§ **YOUR INSTRUCTIONS**:
The result should be an exact copy of the lines from the one with "Tag the head" through the last line of the data below, both included.

--------

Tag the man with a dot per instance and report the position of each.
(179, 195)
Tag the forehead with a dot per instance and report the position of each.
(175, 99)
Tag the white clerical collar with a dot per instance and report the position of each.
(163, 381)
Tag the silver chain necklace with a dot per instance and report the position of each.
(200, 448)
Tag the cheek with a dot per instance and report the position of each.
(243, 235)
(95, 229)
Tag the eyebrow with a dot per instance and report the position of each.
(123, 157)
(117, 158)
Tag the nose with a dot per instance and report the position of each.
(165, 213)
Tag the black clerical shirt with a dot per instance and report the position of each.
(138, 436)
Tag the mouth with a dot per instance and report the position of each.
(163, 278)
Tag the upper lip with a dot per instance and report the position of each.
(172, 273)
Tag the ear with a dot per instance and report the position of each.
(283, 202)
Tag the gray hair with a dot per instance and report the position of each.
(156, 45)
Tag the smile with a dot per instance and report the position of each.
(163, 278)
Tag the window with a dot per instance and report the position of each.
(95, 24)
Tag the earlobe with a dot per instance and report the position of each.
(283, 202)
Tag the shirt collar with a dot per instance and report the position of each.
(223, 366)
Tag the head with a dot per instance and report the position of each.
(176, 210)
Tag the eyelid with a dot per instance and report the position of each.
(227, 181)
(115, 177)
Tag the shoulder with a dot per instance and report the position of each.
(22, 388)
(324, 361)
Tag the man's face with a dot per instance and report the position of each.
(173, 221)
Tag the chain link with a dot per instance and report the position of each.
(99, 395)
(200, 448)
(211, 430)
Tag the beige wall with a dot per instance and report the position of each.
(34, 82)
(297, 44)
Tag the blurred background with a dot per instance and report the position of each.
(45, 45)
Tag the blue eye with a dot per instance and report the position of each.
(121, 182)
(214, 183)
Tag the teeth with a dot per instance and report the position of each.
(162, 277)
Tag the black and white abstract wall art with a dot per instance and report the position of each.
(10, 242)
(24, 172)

--------

§ **REPLY TO THE EXERCISE**:
Tag the head with a dot per instance and report the position of each.
(176, 210)
Tag the eyelid with a dot per instance and report the position of each.
(227, 181)
(115, 177)
Tag the shoulder with a dot per instance and report the position of each.
(22, 388)
(324, 361)
Tag the man's face with a dot per instance and report the position of each.
(173, 221)
Tag the chain link with a dot per instance and report the position of each.
(99, 395)
(200, 448)
(211, 430)
Tag the beige wall with a dot per instance and report the position of each.
(34, 82)
(297, 44)
Tag the blurred background with a dot per instance and report the position of each.
(45, 45)
Tag the blue eye with a dot per instance and report the position of each.
(121, 182)
(214, 183)
Tag the teeth with a dot per instance and report the position of each.
(162, 277)
Tag the black and white abstract wall art with a dot per instance and report the position of each.
(10, 242)
(24, 172)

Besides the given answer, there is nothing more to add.